- [Directions]:
Unless a line falls after the one with "Target: pen on desk", retype it exactly from the records below; leave out all pictures.

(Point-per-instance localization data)

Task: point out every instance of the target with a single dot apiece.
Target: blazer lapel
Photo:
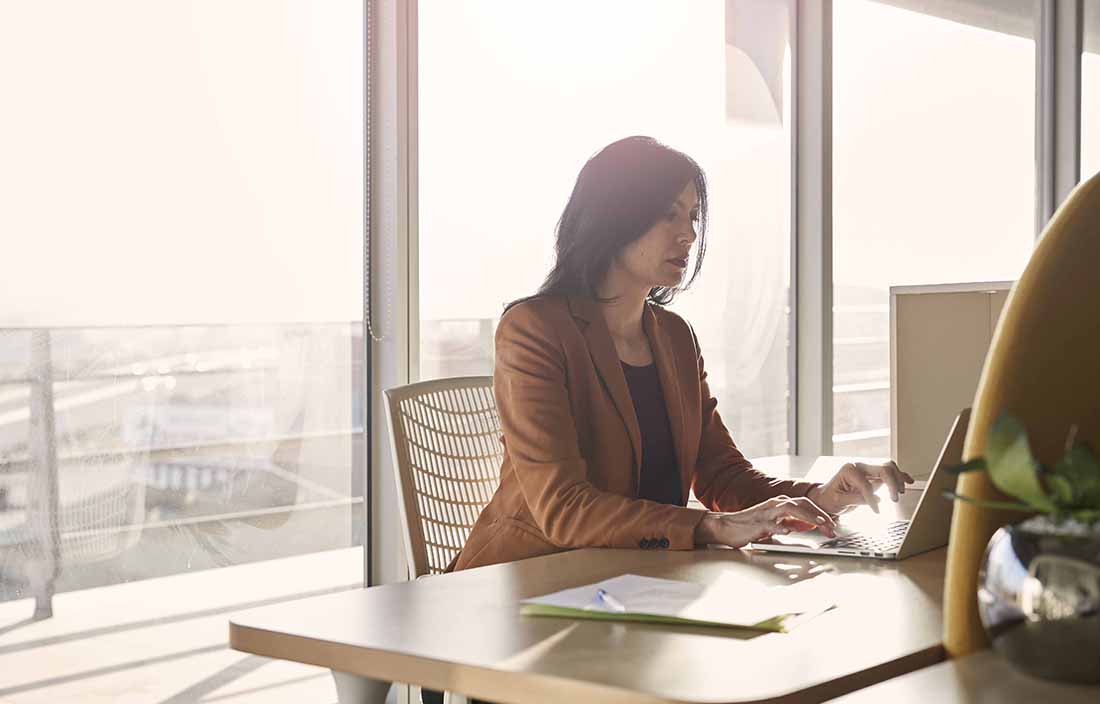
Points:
(605, 358)
(664, 356)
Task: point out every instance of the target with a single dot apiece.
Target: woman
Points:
(605, 409)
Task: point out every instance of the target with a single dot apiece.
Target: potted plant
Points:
(1038, 587)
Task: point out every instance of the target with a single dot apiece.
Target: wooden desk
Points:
(463, 633)
(979, 679)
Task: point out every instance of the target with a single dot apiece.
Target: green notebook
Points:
(730, 603)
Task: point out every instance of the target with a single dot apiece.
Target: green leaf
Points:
(1012, 469)
(977, 464)
(1062, 487)
(1079, 471)
(989, 503)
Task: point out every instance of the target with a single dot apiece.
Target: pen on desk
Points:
(611, 601)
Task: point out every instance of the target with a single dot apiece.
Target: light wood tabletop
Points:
(983, 678)
(463, 631)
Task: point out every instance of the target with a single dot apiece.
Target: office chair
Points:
(1042, 367)
(446, 439)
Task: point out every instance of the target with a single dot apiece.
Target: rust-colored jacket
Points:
(572, 449)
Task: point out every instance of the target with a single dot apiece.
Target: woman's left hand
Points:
(856, 483)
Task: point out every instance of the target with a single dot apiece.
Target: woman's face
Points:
(659, 257)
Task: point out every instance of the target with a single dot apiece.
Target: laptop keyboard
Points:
(889, 540)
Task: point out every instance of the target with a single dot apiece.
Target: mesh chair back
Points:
(446, 439)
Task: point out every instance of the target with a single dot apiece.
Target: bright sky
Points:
(158, 169)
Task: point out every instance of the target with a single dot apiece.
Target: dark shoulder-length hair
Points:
(619, 194)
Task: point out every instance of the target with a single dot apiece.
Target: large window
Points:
(933, 177)
(515, 97)
(1090, 91)
(180, 340)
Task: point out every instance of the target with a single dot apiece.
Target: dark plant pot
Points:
(1038, 596)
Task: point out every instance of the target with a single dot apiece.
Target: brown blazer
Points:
(572, 449)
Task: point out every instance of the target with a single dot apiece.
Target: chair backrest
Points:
(1042, 367)
(446, 439)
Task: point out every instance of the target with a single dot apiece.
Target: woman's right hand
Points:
(776, 516)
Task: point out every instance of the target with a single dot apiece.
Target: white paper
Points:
(730, 600)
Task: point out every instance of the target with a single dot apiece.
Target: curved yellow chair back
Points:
(1044, 367)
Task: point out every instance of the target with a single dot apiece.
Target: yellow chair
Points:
(1043, 367)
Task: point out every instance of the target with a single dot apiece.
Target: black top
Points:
(660, 476)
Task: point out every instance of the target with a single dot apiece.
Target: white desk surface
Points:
(463, 631)
(983, 678)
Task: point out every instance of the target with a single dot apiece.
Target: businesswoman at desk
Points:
(605, 410)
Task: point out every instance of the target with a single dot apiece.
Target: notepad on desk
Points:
(729, 602)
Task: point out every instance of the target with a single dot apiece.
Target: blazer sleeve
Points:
(724, 479)
(540, 437)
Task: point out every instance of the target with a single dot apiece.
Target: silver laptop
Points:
(927, 529)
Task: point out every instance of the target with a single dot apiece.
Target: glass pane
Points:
(494, 178)
(933, 175)
(1090, 91)
(180, 342)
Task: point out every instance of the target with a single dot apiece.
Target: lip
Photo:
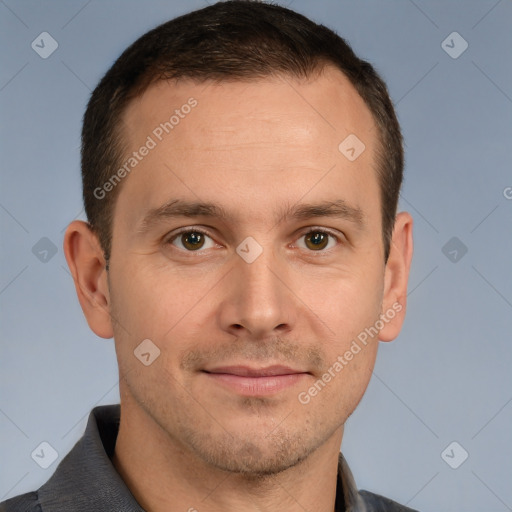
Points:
(248, 381)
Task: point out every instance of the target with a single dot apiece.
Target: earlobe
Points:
(87, 266)
(396, 277)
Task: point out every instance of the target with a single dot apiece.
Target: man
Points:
(241, 171)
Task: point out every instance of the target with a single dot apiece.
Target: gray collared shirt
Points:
(87, 481)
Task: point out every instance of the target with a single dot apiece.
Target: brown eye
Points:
(191, 240)
(316, 240)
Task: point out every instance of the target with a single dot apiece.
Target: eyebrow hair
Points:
(303, 211)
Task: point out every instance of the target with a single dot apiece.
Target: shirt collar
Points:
(87, 480)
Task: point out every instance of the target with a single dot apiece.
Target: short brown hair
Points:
(232, 40)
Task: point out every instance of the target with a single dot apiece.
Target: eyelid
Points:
(339, 237)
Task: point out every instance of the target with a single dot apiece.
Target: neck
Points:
(159, 472)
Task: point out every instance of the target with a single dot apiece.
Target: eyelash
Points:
(313, 229)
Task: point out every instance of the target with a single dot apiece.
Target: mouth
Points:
(251, 381)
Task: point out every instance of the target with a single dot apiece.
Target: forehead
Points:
(261, 138)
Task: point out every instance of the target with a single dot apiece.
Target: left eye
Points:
(318, 240)
(192, 240)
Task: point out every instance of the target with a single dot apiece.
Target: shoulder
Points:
(378, 503)
(28, 502)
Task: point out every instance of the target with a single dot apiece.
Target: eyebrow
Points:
(180, 208)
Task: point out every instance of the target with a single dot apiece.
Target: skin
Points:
(250, 147)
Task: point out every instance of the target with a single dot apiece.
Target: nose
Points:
(258, 301)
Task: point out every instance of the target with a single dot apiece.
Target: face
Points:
(248, 248)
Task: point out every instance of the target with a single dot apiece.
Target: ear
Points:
(88, 267)
(396, 277)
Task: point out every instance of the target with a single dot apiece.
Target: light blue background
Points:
(447, 378)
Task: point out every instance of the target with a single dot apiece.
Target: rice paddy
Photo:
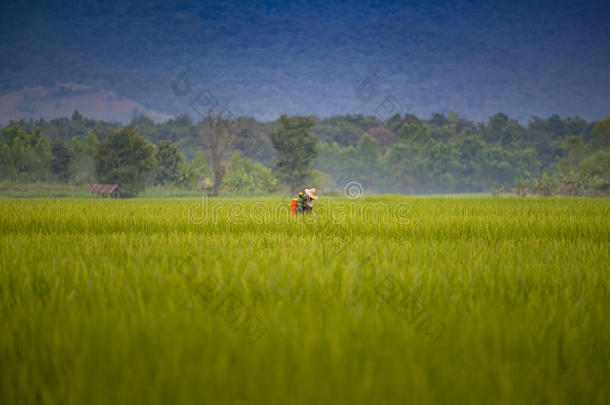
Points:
(386, 299)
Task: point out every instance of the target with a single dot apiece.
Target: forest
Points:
(404, 154)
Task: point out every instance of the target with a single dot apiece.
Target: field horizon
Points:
(386, 299)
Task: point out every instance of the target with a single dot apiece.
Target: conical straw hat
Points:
(312, 193)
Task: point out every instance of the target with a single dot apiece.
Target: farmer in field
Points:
(310, 195)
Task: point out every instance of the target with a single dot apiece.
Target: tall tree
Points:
(296, 147)
(125, 159)
(218, 134)
(61, 157)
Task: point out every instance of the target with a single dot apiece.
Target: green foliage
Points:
(296, 148)
(29, 154)
(444, 153)
(601, 134)
(110, 302)
(169, 163)
(126, 159)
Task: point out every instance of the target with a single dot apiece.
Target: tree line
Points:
(405, 154)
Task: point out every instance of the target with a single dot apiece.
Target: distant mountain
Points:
(63, 99)
(321, 58)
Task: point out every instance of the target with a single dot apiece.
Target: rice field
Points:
(383, 300)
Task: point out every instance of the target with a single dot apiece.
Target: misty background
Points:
(423, 80)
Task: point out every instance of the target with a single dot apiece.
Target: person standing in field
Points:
(310, 195)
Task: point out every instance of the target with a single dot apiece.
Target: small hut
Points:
(105, 190)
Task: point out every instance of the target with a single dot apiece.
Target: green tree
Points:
(218, 133)
(296, 147)
(125, 159)
(169, 163)
(601, 134)
(60, 160)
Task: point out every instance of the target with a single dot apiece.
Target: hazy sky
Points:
(297, 57)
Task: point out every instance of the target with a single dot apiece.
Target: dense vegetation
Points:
(450, 300)
(404, 154)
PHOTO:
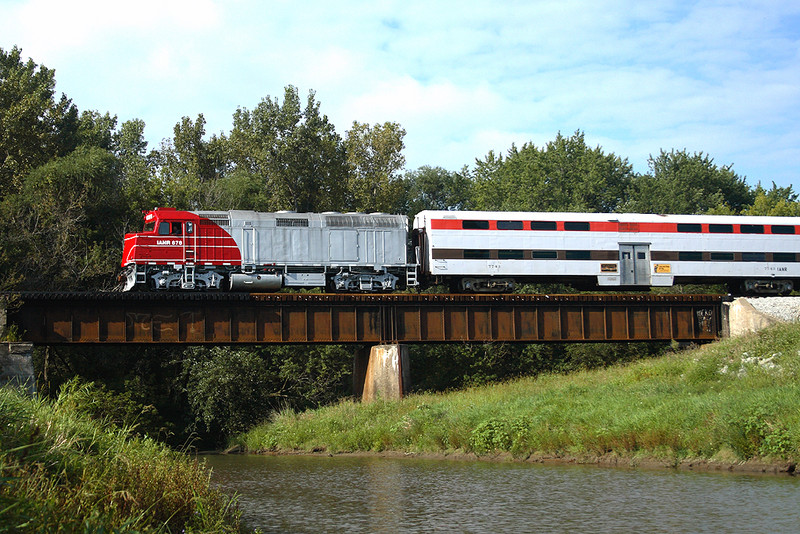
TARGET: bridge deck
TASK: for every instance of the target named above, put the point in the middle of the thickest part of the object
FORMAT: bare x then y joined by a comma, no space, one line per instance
241,318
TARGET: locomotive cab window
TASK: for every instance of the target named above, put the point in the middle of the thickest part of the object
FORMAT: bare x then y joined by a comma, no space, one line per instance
720,228
576,226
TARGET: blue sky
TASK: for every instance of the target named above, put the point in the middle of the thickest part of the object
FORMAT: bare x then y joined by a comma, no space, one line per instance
462,78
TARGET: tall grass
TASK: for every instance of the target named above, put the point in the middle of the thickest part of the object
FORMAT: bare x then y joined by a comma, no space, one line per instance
61,471
734,400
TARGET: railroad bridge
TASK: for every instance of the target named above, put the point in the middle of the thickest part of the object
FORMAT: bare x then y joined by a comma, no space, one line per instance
387,322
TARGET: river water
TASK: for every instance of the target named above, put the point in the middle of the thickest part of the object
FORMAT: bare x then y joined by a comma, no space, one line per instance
295,494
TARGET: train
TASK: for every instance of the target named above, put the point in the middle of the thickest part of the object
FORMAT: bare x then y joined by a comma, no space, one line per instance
469,251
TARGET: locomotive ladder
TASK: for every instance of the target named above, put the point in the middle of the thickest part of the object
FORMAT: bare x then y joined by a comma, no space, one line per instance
189,243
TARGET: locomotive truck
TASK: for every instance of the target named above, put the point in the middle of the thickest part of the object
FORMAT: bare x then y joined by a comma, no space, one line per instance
470,251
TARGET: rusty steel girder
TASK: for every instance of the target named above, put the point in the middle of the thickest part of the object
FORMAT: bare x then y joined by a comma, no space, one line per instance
205,318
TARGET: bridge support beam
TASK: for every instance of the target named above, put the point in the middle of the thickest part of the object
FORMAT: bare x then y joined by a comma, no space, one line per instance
382,373
16,366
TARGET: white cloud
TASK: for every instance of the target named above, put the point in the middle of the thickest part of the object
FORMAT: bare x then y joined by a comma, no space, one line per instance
462,79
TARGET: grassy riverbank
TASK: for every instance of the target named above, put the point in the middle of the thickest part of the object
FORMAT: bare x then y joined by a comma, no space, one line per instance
728,402
61,471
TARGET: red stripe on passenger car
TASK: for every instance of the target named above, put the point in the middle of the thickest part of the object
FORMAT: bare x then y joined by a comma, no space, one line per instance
610,226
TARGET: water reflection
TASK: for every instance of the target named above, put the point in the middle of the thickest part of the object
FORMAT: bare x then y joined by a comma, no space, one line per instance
313,494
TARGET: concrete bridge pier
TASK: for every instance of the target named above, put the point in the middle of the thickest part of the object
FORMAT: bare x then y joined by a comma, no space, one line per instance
381,372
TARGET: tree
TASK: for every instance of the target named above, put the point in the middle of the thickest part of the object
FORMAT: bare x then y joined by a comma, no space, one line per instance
374,156
684,183
61,230
564,175
34,128
434,188
293,150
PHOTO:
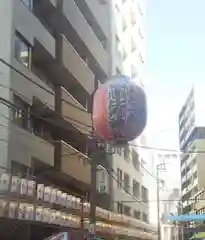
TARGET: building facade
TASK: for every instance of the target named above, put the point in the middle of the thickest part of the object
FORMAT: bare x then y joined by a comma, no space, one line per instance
53,55
170,208
192,138
128,57
129,38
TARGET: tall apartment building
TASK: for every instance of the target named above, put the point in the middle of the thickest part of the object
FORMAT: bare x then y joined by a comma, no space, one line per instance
170,208
59,51
192,138
130,193
129,38
128,52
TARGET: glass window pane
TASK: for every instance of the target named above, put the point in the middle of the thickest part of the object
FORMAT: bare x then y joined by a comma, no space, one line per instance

- [Written response]:
Task: point out every instance of the target with a single dot apiece.
Target: blazer lapel
Photo:
Points:
(605, 358)
(664, 356)
Task: point out every instance of the target with a single dot apiece.
Target: woman
Points:
(605, 409)
Task: point out every instance of the target with a single dot apiece.
Target: potted plant
Points:
(1038, 587)
Task: point out every instance of the target with a single dot apiece.
Target: wooden desk
Points:
(463, 633)
(979, 679)
Task: point out every instance of the target with a single dot apiece.
Target: green notebook
Points:
(730, 603)
Task: point out every instance of the target with a single dot apiece.
Target: green leaf
Points:
(1012, 469)
(977, 464)
(1062, 487)
(1079, 471)
(989, 503)
Task: point out every instance of the target with a single dot apiece.
Target: pen on desk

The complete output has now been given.